JENNY BROCKIE: Why did you leave you’re daughters?
SHELLEY: One of us had to, quite simply. One of us had to go. We had got to the point where our relationship was so destructive that that final night that Teigan was talking about, there was violence involved.
JENNY BROCKIE: You'd both been drinking that night.
SHELLEY: Yes, yes. I met him when I was 17 years old, so when I left I was close to 30. I discovered nightclubs, whoah, they stayed open until 3 and that was like whoah, all of the bright lights, I'd never been in a nightclub before, so drinking away with friends. This particular night I walked in with one particular friend, it was Vicky, and laughing, had so much fun, dancing, and I walked in to this wall of anger. I just left. There was no way I was going to stay in a house with a man that angry, so I left with my friend. I was so confused, I was so angry, I left.
JENNY BROCKIE: How old were they when you left?
SHELLEY: Teigan was two weeks, by this stage a week shy of your fourth birthday, a week going back and forth. Ashley was sill six years old. This is, like, 21 years ago. So it's 15-16 years that it took before I can even talk about this without just breaking down and literally wanting to kill myself. As I'm leaving, and it's during the day and my two little girls are standing on the veranda and they are screaming, and you don't remember this, and I'm so glad you don’t.
TEIGAN: I remember it.
SHELLEY: They were screaming "Please don't leave, mummy".
TEIGAN: I do remember it.
SHELLEY: Okay. I'm turning around and I'm hesitating, and there's so much hatred in his face and so much hurt and there is - I just left.
JENNY BROCKIE: You remember this, Teigan?
TEIGAN: Yeah. I remember, I remember you were coming over because you were coming to look after us while dad went to karate and, so, obviously one parent's going and the other one's taking its place, so they are not there at the same time. So my older sister and I were - mum's walking away, so we are saying mum don't go, so dad starts to walk away to go to his training and we are saying dad don't go. We couldn't understand why they couldn't be together at the same time.

SHORT TASK 1:
Count the lines in the records that contain the string "branch", and reply with the number alone.
The transcript and the records are unrelated to each other.

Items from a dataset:

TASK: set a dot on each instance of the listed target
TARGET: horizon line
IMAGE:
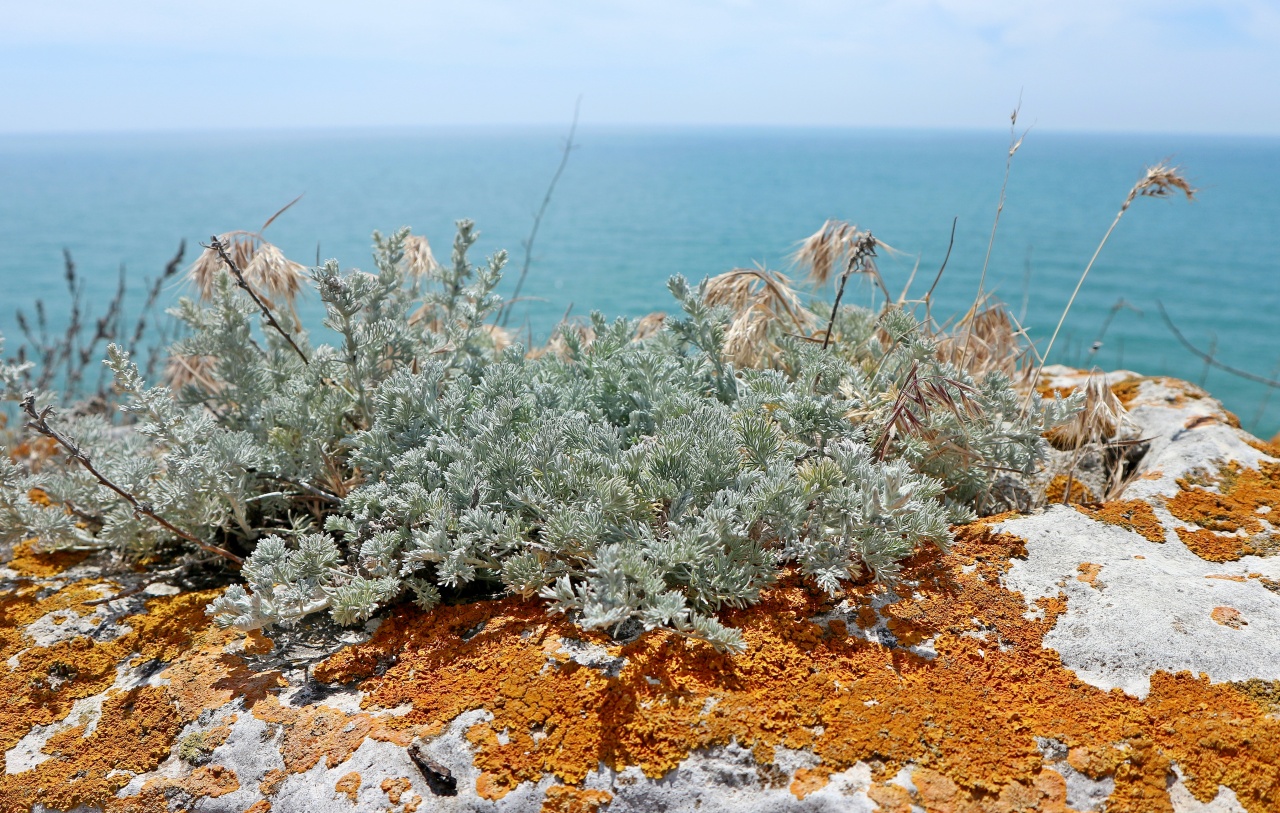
(321, 129)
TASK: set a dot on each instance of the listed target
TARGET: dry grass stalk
(992, 339)
(501, 337)
(237, 273)
(841, 247)
(649, 325)
(273, 275)
(419, 260)
(557, 346)
(914, 402)
(764, 306)
(1160, 181)
(197, 371)
(1015, 144)
(1104, 418)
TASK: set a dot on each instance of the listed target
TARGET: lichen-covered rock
(1121, 656)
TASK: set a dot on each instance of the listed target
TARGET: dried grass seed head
(264, 265)
(1102, 418)
(419, 260)
(1164, 181)
(833, 249)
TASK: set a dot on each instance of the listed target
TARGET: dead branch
(39, 423)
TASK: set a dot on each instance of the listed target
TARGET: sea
(634, 206)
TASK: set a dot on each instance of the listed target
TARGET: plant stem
(39, 423)
(240, 281)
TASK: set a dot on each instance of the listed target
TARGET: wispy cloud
(1092, 64)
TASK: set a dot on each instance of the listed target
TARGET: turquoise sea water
(638, 205)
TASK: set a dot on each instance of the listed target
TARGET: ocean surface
(635, 206)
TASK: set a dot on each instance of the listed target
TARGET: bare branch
(216, 245)
(39, 423)
(538, 218)
(1208, 359)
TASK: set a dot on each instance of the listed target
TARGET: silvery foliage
(625, 482)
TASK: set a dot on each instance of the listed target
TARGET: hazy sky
(1169, 65)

SHORT TASK 2:
In the transcript, Teigan recalls one parent arriving as the other was leaving. Explain in one to three sentences why the parents were not there at the same time.

COMPLETE ANSWER 1:
2

COMPLETE ANSWER 2:
Shelley was coming over to look after the girls while their dad went to karate. One parent was leaving as the other took their place, so the two were never there at the same time.